_Extracted text_.
Genetic liability to gut microbiota and inflammatory cytokines in relation to systemic lupus erythematosus risk: a multi-omics study.

Objectives: Systemic lupus erythematosus (SLE) has been associated with gut microbiota in some studies. There is no clear evidence that cytokines act as mediators.

Methods: We first assessed the differences in gut microbiota between SLE patients and healthy controls using 16S rDNA sequencing. Subsequently, we used the summary statistics of gut microbiota, cytokines, and SLE from large genome-wide association studies. To explore the causal relationships between gut microbiota and SLE and identify potential mediating cytokines, we performed bidirectional Mendelian randomization analyses. Finally, the levels of potentially mediating cytokines were determined by ELISA.

Results: Fecal 16S rDNA sequencing showed that there was gut microbiota disorder in SLE patients. Based on two-sample analysis, seven gut microbiota taxa were causally associated with SLE. SLE influenced the relative abundance of two gut microbiota taxa in our large-scale MR study. Mediation analyses revealed that the causal relationship between genus Lachnospiraceae UCG001 and SLE was exclusively mediated by fibroblast growth factor 19 (FGF19) levels and the causal relationship between order Lactobacillales and SLE was exclusively mediated by tumor necrosis factor receptor superfamily member 9 (TNFRSF9) levels. Elevated levels of FGF19 affected the association between the reduced relative abundance of the genus Coprobacter and SLE, mediating by a proportion of 10.64% (P = 0.030). Furthermore, ELISA showed that circulating TNFRSF9 and FGF19 levels were higher in SLE patients than healthy controls.

_Tasks to perform_.
**A.** Turn the paragraph of the lupus abstract that begins "Methods: We first assessed" into a short list that keeps its main facts.
**B.** Carry the lupus abstract further, starting right after its last sentence.
The data that come next are from a separate source, not the lupus abstract.

Items listed in a dataset:
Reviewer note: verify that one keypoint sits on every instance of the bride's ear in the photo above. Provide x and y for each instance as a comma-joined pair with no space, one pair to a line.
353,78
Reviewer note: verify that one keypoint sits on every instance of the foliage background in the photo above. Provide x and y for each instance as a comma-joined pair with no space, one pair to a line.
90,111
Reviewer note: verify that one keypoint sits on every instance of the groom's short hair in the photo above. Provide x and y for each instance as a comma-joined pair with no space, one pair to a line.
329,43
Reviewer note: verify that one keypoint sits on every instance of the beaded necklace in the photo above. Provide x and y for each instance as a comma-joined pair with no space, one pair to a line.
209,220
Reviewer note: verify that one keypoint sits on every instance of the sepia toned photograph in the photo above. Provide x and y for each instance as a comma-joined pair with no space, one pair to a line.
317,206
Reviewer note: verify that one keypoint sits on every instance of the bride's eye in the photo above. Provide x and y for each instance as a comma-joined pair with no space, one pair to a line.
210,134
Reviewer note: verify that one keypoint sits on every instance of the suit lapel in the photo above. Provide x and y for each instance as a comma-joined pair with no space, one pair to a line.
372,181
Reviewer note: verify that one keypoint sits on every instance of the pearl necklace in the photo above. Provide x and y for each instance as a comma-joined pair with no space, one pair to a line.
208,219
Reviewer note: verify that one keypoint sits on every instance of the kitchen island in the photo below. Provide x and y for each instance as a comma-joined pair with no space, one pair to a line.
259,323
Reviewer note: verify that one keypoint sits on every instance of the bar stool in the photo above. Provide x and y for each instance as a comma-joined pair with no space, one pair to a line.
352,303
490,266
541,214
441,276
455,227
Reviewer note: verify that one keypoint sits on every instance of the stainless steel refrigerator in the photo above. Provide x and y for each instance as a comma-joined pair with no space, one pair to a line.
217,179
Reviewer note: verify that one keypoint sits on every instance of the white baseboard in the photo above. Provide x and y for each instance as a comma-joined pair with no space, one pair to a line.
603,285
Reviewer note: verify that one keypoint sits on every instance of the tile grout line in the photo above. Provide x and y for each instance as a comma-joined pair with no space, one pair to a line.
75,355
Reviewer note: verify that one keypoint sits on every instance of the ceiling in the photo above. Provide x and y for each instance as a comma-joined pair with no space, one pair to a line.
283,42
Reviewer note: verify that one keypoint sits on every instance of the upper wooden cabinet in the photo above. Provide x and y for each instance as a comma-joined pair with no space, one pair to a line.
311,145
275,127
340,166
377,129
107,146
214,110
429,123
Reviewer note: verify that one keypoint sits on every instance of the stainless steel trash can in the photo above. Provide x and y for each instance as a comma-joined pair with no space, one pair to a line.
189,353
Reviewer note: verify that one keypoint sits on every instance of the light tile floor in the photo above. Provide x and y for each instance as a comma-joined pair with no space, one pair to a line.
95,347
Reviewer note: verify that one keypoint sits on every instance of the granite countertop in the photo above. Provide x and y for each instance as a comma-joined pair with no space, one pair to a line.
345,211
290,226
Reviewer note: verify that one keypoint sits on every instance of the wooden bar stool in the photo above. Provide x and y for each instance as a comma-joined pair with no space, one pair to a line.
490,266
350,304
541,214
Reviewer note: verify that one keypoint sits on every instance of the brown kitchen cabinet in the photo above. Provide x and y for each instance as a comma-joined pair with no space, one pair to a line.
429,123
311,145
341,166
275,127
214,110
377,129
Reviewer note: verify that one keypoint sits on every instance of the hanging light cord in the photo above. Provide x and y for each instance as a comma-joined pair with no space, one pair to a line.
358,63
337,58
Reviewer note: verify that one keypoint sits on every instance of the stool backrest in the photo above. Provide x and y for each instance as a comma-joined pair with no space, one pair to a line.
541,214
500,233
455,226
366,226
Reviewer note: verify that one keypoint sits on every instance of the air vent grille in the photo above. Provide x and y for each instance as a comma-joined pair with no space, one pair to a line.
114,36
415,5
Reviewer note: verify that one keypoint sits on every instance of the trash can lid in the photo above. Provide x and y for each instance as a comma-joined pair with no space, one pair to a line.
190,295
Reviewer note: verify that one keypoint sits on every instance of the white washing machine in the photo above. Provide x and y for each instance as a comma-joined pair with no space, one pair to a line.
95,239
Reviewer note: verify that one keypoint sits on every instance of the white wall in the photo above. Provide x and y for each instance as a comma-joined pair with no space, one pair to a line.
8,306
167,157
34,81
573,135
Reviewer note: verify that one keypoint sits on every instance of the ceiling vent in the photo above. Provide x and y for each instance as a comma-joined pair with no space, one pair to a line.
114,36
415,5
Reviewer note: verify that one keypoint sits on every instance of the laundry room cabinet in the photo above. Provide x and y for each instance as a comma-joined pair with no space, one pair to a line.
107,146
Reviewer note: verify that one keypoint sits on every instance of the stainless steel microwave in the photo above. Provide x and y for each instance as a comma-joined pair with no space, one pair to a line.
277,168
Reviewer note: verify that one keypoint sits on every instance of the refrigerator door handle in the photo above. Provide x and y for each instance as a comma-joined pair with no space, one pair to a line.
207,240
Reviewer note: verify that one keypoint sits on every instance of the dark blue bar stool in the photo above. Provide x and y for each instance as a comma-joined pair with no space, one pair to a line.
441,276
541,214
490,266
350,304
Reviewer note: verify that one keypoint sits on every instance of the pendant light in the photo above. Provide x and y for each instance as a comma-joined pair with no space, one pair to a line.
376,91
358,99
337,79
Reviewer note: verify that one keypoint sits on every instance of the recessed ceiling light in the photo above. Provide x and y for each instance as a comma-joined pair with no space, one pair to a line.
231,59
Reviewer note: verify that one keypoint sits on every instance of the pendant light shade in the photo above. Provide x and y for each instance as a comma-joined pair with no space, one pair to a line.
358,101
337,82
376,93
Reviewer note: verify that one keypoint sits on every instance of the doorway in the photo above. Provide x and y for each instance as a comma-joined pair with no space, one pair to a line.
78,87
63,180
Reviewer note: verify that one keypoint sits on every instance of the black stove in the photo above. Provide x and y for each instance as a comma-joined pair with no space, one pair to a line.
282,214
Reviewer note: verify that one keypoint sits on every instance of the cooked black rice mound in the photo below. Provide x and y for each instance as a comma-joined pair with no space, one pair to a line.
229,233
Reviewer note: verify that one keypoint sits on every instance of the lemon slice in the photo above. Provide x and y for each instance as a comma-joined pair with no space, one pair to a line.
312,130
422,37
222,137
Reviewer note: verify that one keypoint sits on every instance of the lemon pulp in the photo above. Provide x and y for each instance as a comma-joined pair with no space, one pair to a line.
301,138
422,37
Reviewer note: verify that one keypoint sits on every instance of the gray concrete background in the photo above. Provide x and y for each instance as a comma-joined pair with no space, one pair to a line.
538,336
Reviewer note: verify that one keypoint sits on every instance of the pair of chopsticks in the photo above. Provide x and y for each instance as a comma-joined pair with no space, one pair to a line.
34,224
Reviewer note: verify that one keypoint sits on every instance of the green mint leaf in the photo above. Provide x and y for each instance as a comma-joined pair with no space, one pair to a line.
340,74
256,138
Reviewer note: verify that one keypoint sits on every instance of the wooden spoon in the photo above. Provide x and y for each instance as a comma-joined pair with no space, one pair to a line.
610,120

_Answer set_.
**A.**
- Compared gut microbiota in SLE patients and healthy controls using 16S rDNA sequencing.
- Drew on summary statistics for gut microbiota, cytokines, and SLE from large genome-wide association studies.
- Ran bidirectional Mendelian randomization analyses to explore causal links between gut microbiota and SLE and to find possible mediating cytokines.
- Measured the levels of the potentially mediating cytokines by ELISA.

**B.**
Conclusion: Our study demonstrated that there is a causal link between some gut microbiota taxa and SLE. In addition, we revealed possible mediating effects in this relationship. Key Points • We first demonstrate a causal association between gut microbiota, cytokines, and SLE comprehensively. • Our experiments also confirmed that TNFRSF9 and FGF19 may play a role in SLE. These results provide new ideas for microbiome-based investigation of new mechanisms and therapies for SLE.